=== WHAT YOU WILL DO ===
Please write out all the entries exactly, without the pictures.

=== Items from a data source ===
*** Block opens ***

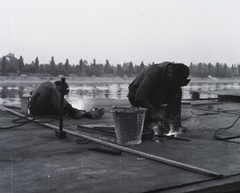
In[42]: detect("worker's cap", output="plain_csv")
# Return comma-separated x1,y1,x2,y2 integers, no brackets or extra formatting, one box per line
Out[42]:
54,81,69,95
171,63,189,80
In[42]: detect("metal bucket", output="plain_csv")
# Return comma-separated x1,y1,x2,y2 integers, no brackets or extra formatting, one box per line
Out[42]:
110,107,147,145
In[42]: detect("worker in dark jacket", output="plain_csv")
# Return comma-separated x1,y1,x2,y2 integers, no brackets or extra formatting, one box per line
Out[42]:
128,62,190,134
29,81,104,119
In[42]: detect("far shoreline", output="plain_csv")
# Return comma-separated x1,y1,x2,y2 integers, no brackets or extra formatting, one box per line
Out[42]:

*** Block closes ***

=== RESPONSE FOR THIS EXERCISE ===
In[42]: detect("worker's cap", output="plain_csv")
# Return comma-separated x1,y1,x2,y2 integers, no brackets or extra formatting, one box per line
Out[42]:
54,81,69,95
171,63,189,80
In[42]: detect("metal bucket", output="plain_csv")
# Return comma-separated x1,y1,x2,y2 integers, no brackets or extra formatting, one box per line
Out[42]:
110,107,147,145
In[42]: detect("worker in dark jacket", output="plain_csv")
# Return comma-separated x1,y1,x2,y2 integers, no brackets or extra formatting, one box per line
Out[42]:
128,62,190,134
29,81,104,119
In[42]: detect("far shoreline", output="plain_csv")
# Return comma-separated x1,y1,x2,y2 integers, no brackets or extra formatting, one box per line
Out[42]:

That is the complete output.